## Directions
Rescale the stretch of the data from the line containing "The object I'm interested in is the leaf surface." through the line containing "[395,158,502,214]", giving every line again with each bounding box coordinate in the answers multiplied by 1.8 and rounded to a whole number, halves rounding up. Leave the pictures out of your output.

## The data
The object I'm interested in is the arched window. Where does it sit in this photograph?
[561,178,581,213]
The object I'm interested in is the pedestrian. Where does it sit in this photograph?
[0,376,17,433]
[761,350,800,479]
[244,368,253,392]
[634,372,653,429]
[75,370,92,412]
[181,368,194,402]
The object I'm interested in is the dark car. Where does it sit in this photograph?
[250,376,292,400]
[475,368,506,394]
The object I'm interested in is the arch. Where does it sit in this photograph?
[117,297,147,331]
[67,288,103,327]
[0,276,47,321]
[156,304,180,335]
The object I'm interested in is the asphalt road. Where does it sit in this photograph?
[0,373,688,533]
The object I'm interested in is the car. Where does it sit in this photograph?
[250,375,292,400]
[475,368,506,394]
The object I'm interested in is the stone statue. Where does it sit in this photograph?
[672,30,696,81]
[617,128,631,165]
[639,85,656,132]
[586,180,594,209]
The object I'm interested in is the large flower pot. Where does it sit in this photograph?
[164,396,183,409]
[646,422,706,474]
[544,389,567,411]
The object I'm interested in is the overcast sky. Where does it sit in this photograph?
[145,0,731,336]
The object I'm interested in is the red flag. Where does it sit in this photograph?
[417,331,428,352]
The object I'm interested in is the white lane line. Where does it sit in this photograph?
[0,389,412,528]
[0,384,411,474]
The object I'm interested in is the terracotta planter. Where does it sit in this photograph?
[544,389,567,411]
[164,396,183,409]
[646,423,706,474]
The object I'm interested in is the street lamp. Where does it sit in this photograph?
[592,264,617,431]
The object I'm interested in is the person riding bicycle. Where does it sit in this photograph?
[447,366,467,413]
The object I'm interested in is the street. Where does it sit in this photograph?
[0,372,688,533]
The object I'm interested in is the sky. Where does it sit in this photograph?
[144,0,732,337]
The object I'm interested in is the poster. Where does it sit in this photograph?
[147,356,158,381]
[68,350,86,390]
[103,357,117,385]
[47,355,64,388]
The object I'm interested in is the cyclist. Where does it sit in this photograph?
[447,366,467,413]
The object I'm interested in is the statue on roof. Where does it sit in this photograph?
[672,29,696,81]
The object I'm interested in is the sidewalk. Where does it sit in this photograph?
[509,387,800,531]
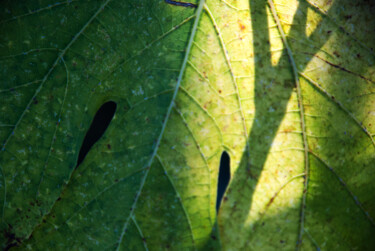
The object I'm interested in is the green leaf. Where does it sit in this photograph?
[0,0,375,250]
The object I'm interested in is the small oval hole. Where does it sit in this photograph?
[77,101,117,166]
[216,152,230,212]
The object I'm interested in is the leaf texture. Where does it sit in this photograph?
[0,0,375,250]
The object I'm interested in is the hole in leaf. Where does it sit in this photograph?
[77,101,117,166]
[216,152,230,212]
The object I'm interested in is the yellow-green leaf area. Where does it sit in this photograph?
[0,0,375,250]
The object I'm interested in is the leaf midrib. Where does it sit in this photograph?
[116,0,205,251]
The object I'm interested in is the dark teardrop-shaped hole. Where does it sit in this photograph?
[77,101,117,166]
[216,152,230,212]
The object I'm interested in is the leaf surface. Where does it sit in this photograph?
[0,0,375,250]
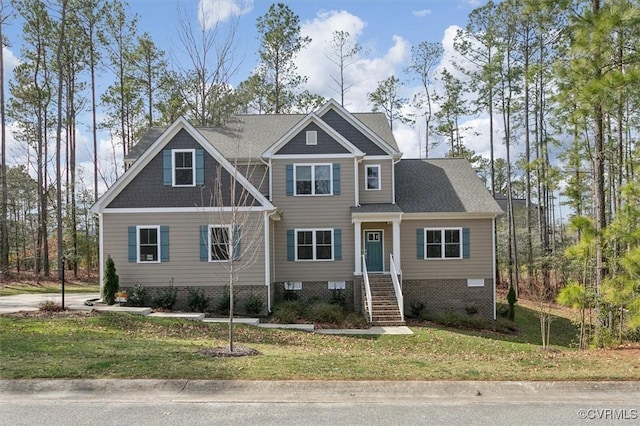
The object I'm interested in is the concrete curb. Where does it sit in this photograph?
[0,379,640,404]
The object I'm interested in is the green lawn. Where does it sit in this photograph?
[0,307,640,380]
[0,280,100,296]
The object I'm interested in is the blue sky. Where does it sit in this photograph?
[5,0,488,186]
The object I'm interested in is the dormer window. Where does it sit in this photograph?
[365,164,380,191]
[172,149,196,186]
[307,130,318,145]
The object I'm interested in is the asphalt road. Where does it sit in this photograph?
[0,380,640,426]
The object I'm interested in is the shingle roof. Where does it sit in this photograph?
[126,113,398,161]
[395,158,502,214]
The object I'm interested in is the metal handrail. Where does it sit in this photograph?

## Solved exercise
The object I'm interested in is the leaf surface. Where does it sit in this photograph?
[0,0,675,450]
The object I'm interested in is the concrete curb. Where does it sit in this photograph?
[0,682,1152,727]
The object I'm interested in is the green lawn. Where does it sit in this photograph?
[0,553,1152,684]
[0,504,180,533]
The object I'm interested in is the blue sky. Where does it sit in this photograph?
[9,0,878,335]
The object I'm interested in is the dormer window. Where does it sit in this photograph?
[657,295,684,344]
[310,268,353,335]
[553,234,572,261]
The object I'm interested in is the asphalt road. Where does it sit in this photograph?
[0,684,1152,767]
The object I'm interested in is the shingle roof. Where does it sit in this photograph?
[227,203,716,290]
[711,284,904,385]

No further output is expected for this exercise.